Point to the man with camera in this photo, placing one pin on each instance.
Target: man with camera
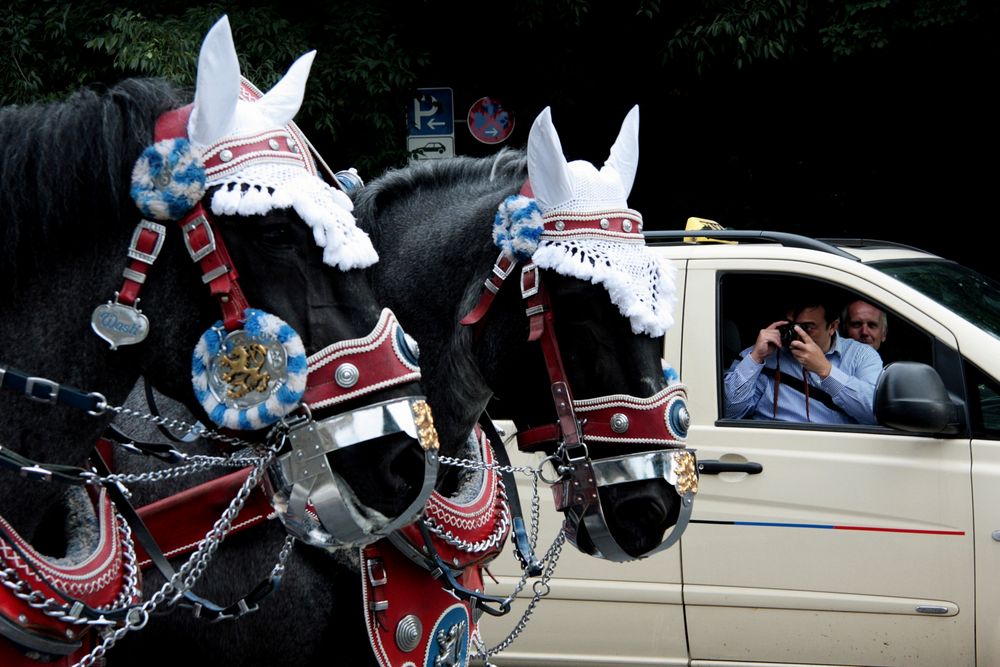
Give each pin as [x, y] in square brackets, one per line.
[800, 369]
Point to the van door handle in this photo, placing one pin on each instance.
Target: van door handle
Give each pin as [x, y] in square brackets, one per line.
[714, 467]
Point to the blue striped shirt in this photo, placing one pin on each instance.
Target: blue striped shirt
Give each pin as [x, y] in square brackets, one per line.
[749, 391]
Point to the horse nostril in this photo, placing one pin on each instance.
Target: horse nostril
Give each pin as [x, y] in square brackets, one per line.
[641, 512]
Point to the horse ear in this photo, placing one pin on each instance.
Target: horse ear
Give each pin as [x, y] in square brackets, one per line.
[218, 86]
[282, 102]
[547, 168]
[624, 156]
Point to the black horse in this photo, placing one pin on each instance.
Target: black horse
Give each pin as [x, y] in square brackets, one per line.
[432, 222]
[71, 176]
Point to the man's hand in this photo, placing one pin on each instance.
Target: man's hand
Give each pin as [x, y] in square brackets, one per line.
[809, 355]
[768, 340]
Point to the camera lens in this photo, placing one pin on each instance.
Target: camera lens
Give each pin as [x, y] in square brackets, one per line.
[788, 334]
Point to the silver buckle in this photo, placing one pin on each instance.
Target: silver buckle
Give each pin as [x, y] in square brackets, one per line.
[532, 291]
[161, 234]
[53, 387]
[209, 248]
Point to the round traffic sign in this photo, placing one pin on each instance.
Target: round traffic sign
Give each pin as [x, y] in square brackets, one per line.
[489, 122]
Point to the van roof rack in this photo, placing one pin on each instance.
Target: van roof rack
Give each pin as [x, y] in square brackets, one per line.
[747, 235]
[869, 243]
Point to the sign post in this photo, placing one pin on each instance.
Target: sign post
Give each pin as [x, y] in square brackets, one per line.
[430, 124]
[489, 122]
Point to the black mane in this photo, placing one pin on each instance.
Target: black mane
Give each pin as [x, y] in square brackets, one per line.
[468, 177]
[65, 168]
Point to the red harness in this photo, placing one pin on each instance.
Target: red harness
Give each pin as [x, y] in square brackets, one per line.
[413, 616]
[98, 582]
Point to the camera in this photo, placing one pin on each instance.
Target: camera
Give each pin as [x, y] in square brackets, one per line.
[788, 334]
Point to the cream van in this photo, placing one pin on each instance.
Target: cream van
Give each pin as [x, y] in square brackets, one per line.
[808, 544]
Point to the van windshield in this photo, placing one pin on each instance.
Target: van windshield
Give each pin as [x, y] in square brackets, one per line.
[964, 291]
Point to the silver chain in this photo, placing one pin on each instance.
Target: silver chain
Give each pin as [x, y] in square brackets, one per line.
[540, 588]
[174, 424]
[70, 613]
[186, 577]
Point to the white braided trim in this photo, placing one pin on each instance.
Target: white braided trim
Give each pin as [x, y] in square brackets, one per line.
[368, 343]
[627, 401]
[638, 282]
[93, 575]
[409, 377]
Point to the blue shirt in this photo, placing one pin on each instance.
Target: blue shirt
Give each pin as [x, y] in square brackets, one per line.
[749, 388]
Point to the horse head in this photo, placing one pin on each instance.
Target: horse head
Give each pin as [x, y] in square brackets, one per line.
[599, 304]
[565, 336]
[315, 335]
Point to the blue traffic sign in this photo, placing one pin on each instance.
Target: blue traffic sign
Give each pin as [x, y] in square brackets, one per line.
[432, 111]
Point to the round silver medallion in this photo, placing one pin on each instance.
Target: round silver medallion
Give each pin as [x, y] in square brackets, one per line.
[619, 422]
[247, 370]
[346, 375]
[408, 632]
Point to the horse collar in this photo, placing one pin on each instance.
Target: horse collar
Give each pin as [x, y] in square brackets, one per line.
[423, 586]
[58, 629]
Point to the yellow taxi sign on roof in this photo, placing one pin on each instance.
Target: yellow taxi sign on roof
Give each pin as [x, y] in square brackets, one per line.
[694, 224]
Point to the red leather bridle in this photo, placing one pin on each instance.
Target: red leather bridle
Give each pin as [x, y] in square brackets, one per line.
[660, 421]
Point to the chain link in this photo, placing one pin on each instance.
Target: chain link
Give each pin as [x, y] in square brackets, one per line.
[176, 425]
[540, 588]
[185, 578]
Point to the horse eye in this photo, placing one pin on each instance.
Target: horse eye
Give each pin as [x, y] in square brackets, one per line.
[278, 234]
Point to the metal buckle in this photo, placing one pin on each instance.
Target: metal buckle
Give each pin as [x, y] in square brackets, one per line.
[380, 579]
[161, 234]
[533, 290]
[208, 248]
[53, 387]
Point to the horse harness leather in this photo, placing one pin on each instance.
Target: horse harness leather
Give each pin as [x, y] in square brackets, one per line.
[660, 420]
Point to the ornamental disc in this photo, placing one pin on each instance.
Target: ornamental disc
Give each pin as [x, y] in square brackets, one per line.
[247, 370]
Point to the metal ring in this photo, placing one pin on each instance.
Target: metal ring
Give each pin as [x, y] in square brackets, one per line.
[101, 405]
[555, 460]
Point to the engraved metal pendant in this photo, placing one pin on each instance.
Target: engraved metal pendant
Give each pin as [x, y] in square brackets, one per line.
[247, 370]
[119, 324]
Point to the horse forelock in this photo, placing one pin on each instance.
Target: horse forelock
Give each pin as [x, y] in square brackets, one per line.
[65, 171]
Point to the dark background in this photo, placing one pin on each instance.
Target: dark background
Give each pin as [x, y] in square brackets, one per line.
[896, 145]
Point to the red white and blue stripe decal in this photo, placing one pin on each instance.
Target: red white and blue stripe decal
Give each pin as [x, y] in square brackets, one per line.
[825, 526]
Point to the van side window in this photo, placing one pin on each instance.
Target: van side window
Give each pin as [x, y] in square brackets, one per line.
[984, 403]
[751, 301]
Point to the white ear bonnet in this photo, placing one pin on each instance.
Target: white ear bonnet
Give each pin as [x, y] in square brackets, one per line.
[612, 253]
[258, 155]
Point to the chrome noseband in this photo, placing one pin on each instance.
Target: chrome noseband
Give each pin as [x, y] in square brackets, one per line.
[676, 466]
[316, 504]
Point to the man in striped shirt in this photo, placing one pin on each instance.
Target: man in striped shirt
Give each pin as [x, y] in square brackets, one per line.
[813, 375]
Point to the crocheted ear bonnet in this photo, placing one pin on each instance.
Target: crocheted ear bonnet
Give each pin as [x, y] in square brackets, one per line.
[579, 225]
[251, 148]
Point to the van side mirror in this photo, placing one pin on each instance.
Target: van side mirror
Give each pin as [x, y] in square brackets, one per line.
[911, 396]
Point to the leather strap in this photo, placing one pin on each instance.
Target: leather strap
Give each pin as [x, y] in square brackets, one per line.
[147, 240]
[814, 393]
[522, 545]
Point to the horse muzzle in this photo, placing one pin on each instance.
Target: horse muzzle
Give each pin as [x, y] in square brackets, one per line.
[317, 504]
[317, 496]
[661, 420]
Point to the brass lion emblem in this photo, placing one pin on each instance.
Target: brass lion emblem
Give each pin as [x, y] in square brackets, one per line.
[424, 419]
[687, 475]
[246, 370]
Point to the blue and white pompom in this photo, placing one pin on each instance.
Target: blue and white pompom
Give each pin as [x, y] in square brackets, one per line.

● Aim:
Render the lines from the one containing "Point to the brass" up to and including the final line above as a numbered list, omitting any blank lines.

● Expected answer:
1. Point to the brass lion emblem in this photo, placing one pin on each instance.
2. Target: brass lion emblem
3. Give each pin as [x, y] in square brackets, one per line.
4. [424, 419]
5. [687, 475]
6. [246, 370]
7. Point to the blue and white pompom in this photo, placing one pin on each instance.
8. Target: blue and white pompom
9. Give each pin as [x, y] in square brackets, one per line.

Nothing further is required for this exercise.